§ **Set of tasks**:
• a. In the album review below, explain in one to three sentences why the reviewer says that "all trace of the mundane seems to disappear" from "Phish Pepsi."
• b. According to the album review below, whose pedal steel is introduced on "The Way Love Goes"?

§ **Passage provided**:
Wednesday are at peak confidence and command over their songwriting even amid Hartzman’s lyrical ensemble cast of characters still going nowhere as fast as ever. “This is what Wednesday songs are supposed to sound like,” Hartzman said in a statement, and it’s hard to find any reason to disagree, with some of the band’s brightest melodies crashing up against poetically unglamorous images like that of a dead body found in a creek in the gloriously ragged “Wound Up Here (By Holdin On)”. Hartzman tries a little tenderness on the more intimate ballad “The Way Love Goes,” offering the sweetly hesitant lines, “Knockin’ on that screen door, even though I can see right through/Feel like I’m almost good enough to know you” before the introduction of Xandy Chelmis’ pedal steel allows its heart to grow a few sizes larger. Charming though these softer moments can be, the most thrilling are the absolute belters; on the spectacular “Townies,” capping her memories of slut-shamed friends and dead acquaintances, Hartzman soars in stretching a single word (“died,” “down,” etc.) into an endless number of syllables.

Bleeds harbors some of Wednesday’s most delightfully weird side quests, not the least of which is “Phish Pepsi.” At its core, it’s not necessarily much more than an account of two friends reuniting and getting high, watching a Phish concert and Human Centipede back to back. Great start, right? Add to it a bouncy Southern rock boogie, observations of uniquely surreal modern ephemera like “last time I saw you was a live stream of a funeral,” and all trace of the mundane seems to disappear. The band make the country-bluegrass transformation complete with the pickin’-and-shufflin’ “Gary’s II,” as Hartzman relays a story about a 33-year-old with dentures: “I always did wonder how your teeth stayed so nice when the only thing you drink is Pepsi.” And though it’s nearly impossible to tell what Hartzman is screaming through a layer of distortion on the 90-second punk rock tantrum “Wasp,” it’s still fun as hell anyway.

§ **Recorded data**:

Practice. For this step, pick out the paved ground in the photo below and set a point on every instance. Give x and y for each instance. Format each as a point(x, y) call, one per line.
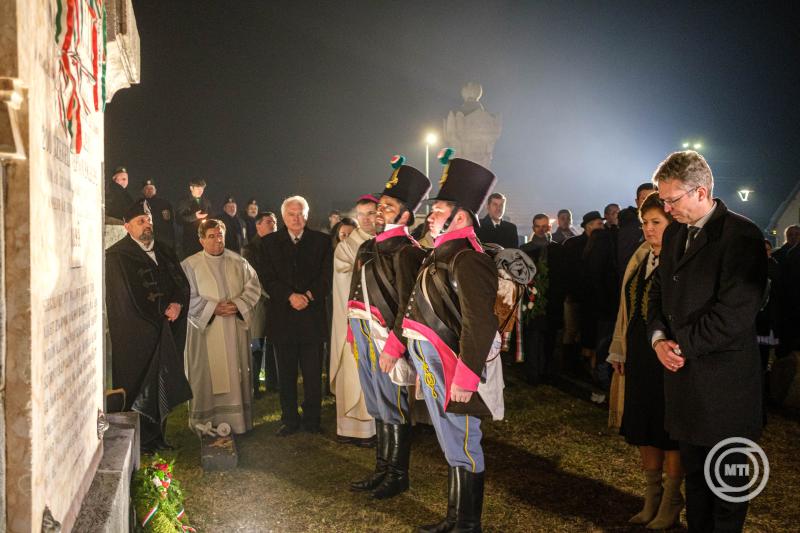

§ **Results of the exercise**:
• a. At its core, the song is little more than an account of two friends who reunite, get high, and watch a Phish concert and Human Centipede back to back. The band adds a bouncy Southern rock boogie and observations of surreal modern ephemera such as "last time I saw you was a live stream of a funeral," and these additions take away the song's ordinariness.

• b. Xandy Chelmis's pedal steel.